Entries:
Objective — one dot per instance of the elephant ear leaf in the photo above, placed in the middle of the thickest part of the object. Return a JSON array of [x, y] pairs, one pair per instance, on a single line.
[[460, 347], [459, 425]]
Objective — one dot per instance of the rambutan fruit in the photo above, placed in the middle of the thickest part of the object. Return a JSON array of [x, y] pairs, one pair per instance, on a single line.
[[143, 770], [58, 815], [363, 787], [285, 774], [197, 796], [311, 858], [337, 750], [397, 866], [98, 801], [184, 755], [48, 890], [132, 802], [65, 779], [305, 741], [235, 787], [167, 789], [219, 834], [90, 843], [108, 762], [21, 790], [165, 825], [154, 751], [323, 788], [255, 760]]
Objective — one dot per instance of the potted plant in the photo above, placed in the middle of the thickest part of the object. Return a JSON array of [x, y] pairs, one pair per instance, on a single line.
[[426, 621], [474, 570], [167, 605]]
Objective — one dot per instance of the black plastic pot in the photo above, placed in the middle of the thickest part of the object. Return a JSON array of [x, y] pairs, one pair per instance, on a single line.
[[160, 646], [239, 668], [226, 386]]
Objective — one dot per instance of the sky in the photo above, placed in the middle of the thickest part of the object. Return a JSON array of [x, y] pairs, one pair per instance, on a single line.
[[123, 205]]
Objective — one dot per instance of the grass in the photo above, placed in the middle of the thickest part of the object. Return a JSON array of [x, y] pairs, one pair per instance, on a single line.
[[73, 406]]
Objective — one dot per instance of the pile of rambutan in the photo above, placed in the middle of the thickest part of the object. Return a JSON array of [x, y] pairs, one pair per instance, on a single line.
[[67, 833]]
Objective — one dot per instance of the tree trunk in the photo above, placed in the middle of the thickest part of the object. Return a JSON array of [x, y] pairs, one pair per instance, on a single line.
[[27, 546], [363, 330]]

Directions: Convert every line of the material above into a Markdown table with the columns Row and Line, numbering each line in order and leaving out any blank lines.

Solution to this problem:
| Row | Line |
|---|---|
| 1 | Objective — one dot per instance of the elephant ear leaf in the photo above, placed in the middle of the thickest part of the object. Return a JSON array of [x, y] pairs, one pair per instance, on a single line. |
| 2 | [[460, 347], [459, 425]] |
| 3 | Objective — one dot per instance of the rambutan fruit in the photo above, placed in the middle of the thickest part of the object. Return a JSON array of [x, y] pairs, one pair per instance, on a single line. |
| 4 | [[143, 770], [58, 815], [363, 787], [285, 774], [197, 796], [311, 858], [337, 750], [397, 866], [98, 801], [184, 755], [48, 890], [132, 802], [65, 779], [305, 741], [235, 787], [167, 789], [219, 834], [90, 843], [108, 762], [21, 790], [165, 825], [154, 751], [323, 788], [255, 760]] |
| 5 | Objective — one dot per instance of the potted plant in the photo above, placed in the middle of the thickest part of the object. Return a JSON array of [x, y] pairs, one pair per instance, on a single line. |
| 6 | [[426, 621], [474, 570], [167, 605]] |
| 7 | Objective — one dot per instance of the black plastic pot in the photo above, placed in the middle of the thickest part of the object. Return a JSON array of [x, y] pairs, one pair per instance, on a single line. |
| 8 | [[160, 646], [239, 668], [226, 386]] |
| 9 | Objective — one dot per instance of the sky in the photo above, placed in the middle of the thickest part of the object. Return a JSON array of [x, y] pairs, one pair per instance, on a single line. |
| 10 | [[123, 205]] |
| 11 | Objective — one dot per instance of the grass in the photo above, placed in the middle of the thickest part of the object. Return a JSON array of [x, y] pairs, one pair per instance, on a single line. |
| 12 | [[73, 406]] |
| 13 | Objective — one dot per instance of the pile of rambutan in the photo above, placed in the middle of the thickest part of the object. Return a JSON array of [x, y] pairs, one pair per instance, on a single line. |
| 14 | [[67, 833]] |
| 15 | Objective — one dot per instance of the tree trunk in the photo above, placed in the middle of the thickest part of the object. Return a JSON array of [x, y] pairs, one pair per instance, on a single line. |
| 16 | [[27, 546], [363, 330]] |